=== The input ===

####################

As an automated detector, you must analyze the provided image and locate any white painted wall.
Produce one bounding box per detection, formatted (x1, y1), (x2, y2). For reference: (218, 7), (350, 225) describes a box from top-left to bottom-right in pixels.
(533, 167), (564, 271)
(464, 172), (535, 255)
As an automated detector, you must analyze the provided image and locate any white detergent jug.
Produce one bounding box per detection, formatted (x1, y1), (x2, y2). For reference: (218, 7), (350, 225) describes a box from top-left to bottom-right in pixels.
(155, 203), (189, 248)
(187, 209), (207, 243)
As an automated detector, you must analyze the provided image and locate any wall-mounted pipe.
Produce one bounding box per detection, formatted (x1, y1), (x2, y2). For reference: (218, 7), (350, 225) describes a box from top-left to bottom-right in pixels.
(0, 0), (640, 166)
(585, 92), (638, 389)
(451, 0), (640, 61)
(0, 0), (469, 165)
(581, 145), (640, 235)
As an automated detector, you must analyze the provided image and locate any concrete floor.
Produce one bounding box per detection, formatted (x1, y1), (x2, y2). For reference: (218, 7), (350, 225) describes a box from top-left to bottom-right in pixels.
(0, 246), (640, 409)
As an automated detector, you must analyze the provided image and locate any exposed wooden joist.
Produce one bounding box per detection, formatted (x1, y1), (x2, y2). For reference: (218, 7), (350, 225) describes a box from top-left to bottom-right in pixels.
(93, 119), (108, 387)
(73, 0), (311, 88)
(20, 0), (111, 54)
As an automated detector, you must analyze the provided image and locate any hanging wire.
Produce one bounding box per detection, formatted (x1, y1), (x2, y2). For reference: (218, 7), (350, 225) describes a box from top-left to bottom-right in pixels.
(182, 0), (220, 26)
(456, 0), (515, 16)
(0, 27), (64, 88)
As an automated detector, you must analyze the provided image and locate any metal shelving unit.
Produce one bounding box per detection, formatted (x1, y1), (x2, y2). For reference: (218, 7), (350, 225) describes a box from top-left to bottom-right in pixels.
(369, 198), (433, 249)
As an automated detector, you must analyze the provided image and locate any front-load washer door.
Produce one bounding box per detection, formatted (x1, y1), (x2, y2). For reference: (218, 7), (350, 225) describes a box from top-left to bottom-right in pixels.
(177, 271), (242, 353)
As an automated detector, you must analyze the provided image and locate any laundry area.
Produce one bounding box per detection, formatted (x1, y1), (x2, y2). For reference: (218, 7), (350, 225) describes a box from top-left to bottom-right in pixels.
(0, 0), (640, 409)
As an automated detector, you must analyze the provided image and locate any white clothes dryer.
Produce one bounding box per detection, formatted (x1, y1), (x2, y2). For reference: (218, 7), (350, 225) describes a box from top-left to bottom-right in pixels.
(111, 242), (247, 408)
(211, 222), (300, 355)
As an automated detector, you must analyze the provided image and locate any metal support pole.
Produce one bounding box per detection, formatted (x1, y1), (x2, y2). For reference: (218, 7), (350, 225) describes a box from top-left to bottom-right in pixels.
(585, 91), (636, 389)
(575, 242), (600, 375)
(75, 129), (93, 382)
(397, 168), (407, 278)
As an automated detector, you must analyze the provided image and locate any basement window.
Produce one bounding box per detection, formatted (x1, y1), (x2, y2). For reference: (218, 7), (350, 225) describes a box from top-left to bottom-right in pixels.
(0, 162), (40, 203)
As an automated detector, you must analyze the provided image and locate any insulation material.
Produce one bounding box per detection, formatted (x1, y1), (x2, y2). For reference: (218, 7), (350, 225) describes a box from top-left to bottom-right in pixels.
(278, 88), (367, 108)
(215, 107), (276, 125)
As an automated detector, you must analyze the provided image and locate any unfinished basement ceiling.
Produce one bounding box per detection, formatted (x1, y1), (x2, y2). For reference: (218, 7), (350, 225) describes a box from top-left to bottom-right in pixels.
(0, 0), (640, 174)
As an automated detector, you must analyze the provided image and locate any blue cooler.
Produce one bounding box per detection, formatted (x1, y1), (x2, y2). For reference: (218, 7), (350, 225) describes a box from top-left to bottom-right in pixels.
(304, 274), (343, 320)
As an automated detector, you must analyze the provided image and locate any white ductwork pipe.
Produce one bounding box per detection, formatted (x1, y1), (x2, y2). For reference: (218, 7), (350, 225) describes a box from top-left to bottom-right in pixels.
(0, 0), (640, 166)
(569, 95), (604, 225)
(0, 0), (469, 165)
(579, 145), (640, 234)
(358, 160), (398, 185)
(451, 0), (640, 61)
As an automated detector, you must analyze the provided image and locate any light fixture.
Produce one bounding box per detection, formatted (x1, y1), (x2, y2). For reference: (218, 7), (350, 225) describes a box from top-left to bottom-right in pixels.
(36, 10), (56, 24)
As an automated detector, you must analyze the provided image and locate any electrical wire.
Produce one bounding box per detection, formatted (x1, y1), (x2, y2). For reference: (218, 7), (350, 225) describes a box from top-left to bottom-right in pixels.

####################

=== Task instructions ===
Can you retype all of the entries above, word for word and in the same order?

=== Exercise output ===
As an automated detector, you must analyze the provided image and locate any white painted wall.
Produce one bounding box per detection, formatted (x1, y1), (x2, y2). For reference: (218, 7), (350, 225) describes a box from top-left to bottom-right in pixels.
(533, 167), (564, 271)
(464, 172), (535, 255)
As an automated detector, you must analyze the provided image and locate any white detergent jug.
Produce one bounding box per detection, formatted (x1, y1), (x2, y2). For reference: (218, 7), (350, 225) describes a box from top-left to bottom-right in pixels.
(155, 203), (189, 248)
(187, 209), (207, 243)
As an automated detector, you must analyze the provided image and locate any wall-mounted pipe.
Produce one bounding box per detection, formatted (x1, y1), (x2, y2). For reference: (218, 7), (350, 225) describes a box from top-left to bottom-right in pixels.
(0, 0), (640, 166)
(585, 92), (638, 389)
(451, 0), (640, 61)
(0, 0), (469, 165)
(581, 145), (640, 235)
As an automated detector, you must analyze the provided image and locate any concrete floor.
Produce one bounding box per detection, formatted (x1, y1), (x2, y2). For reference: (218, 7), (350, 225) describes a box from top-left to bottom-right in pixels.
(0, 246), (640, 409)
As an automated detector, you must analyze the provided image and locate any exposed wooden joist.
Produce one bounding box per detection, formatted (x1, y1), (x2, y2). For reference: (218, 7), (350, 225) describes a box from top-left to bottom-right in pixels.
(93, 119), (108, 387)
(73, 0), (311, 88)
(20, 0), (111, 54)
As an automated detector, you must analyze the provided image and locate any hanging wire.
Produce one bounding box per detection, formatted (x1, y1), (x2, y2). For reference: (218, 7), (350, 225) describes a box from top-left to bottom-right in pixels.
(182, 0), (220, 26)
(456, 0), (515, 16)
(0, 27), (64, 88)
As an automated detector, you must analyze the provided image and locate any metal shelving unit.
Produce one bounding box per detection, formatted (x1, y1), (x2, y2). For reference: (218, 7), (350, 225) describes a box from top-left to bottom-right in pixels.
(369, 198), (433, 249)
As an automated detector, you must analyze the provided image and locate any front-load washer door.
Produce one bounding box per detection, formatted (x1, y1), (x2, y2). For reference: (218, 7), (350, 225) describes a box from top-left to bottom-right in pixels.
(177, 271), (242, 353)
As an automated detector, you must analyze the provided image and locate any laundry area.
Produce one bounding box per detection, formatted (x1, y1), (x2, y2). For reference: (218, 7), (350, 225) describes a box from top-left to bottom-right in pixels.
(0, 0), (640, 409)
As an automated detector, you must analyze the provided image and locate any white clothes dryer.
Produce one bounding box per detection, formatted (x1, y1), (x2, y2). For reference: (218, 7), (350, 225) describes a box from top-left to bottom-right in pixels.
(111, 242), (247, 408)
(211, 222), (300, 355)
As an automated detector, you must analyze the provided image and locate any metal support pole.
Produce one bounding box per detection, formatted (x1, y1), (x2, y2). For reference: (218, 7), (350, 225) describes a box from top-left to bottom-right in pixels.
(585, 91), (636, 389)
(575, 242), (600, 375)
(75, 129), (93, 382)
(397, 168), (407, 278)
As an automated detector, you must analyze the provided image and locate any basement window.
Produce one bounding box per detection, formatted (x1, y1), (x2, y2). For reference: (218, 7), (350, 225) describes a box from top-left to bottom-right in pixels.
(0, 162), (40, 203)
As an automated detector, you must analyze the provided image and locate any insulation material.
Produce one bounding box per detection, formatted (x1, y1), (x2, y2). For reference: (218, 7), (350, 225) describes a box from top-left to bottom-right in pixels.
(278, 88), (367, 108)
(215, 107), (276, 125)
As an automated detector, you must analyze the provided image and locate any unfinished basement ceiling.
Produce one bounding box per detection, formatted (x1, y1), (x2, y2). For reference: (218, 7), (350, 225) describes a box from top-left to bottom-right in pixels.
(0, 0), (640, 174)
As an automated detector, you must analyze the provided image and locate any blue cooler.
Produce one bounding box per detection, formatted (x1, y1), (x2, y2). For reference: (218, 7), (350, 225) describes a box from top-left to bottom-right in pixels.
(304, 274), (343, 320)
As an automated detector, you must analyze the provided image and locate any white ductwork pipe.
Produce one bounding box per detection, formatted (x1, y1), (x2, y2). For reference: (218, 7), (350, 225) describes a box from top-left to bottom-right in pixels.
(0, 0), (640, 166)
(569, 95), (604, 225)
(0, 0), (469, 165)
(579, 145), (640, 234)
(358, 160), (398, 185)
(451, 0), (640, 61)
As an automated detector, you must analyze the provided image and locate any light fixture.
Produce one bounding box per detection, formatted (x1, y1), (x2, y2). For reference: (218, 7), (350, 225) describes a box from top-left to bottom-right in pixels.
(36, 10), (56, 24)
As an automated detector, you must analyze the provided image and locate any electrical wire.
Produce one bounding box per detection, formatted (x1, y1), (x2, y2). For reference: (218, 7), (350, 225) describes a box from top-left to bottom-right in pixels.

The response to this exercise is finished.